● TASK DATA:
[Start of section]
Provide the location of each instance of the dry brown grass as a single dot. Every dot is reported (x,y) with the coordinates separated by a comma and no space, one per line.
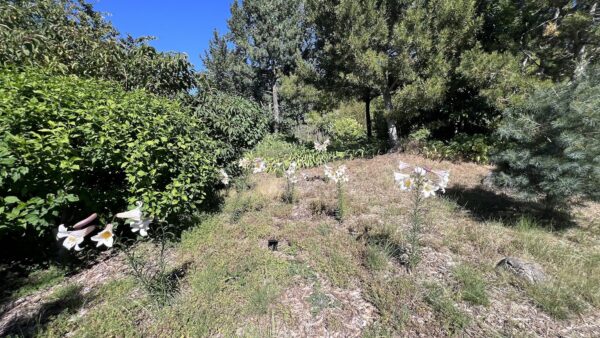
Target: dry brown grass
(344,279)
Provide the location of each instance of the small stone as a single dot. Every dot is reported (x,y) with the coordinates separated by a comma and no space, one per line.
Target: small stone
(531,272)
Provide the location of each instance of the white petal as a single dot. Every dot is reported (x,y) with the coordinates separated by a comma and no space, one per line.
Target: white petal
(134,214)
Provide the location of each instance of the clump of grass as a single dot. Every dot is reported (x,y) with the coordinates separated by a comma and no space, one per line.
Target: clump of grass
[End of section]
● TASK DESCRIPTION:
If a line in the records above contains the word "clump", copy it.

● RESULT OF THIS TASK:
Provide the location of each instance of the clump of grass as a single dot. Every dot is reported (x,y) with the coordinates separated by a comma and no space, one per line.
Target: clump of grass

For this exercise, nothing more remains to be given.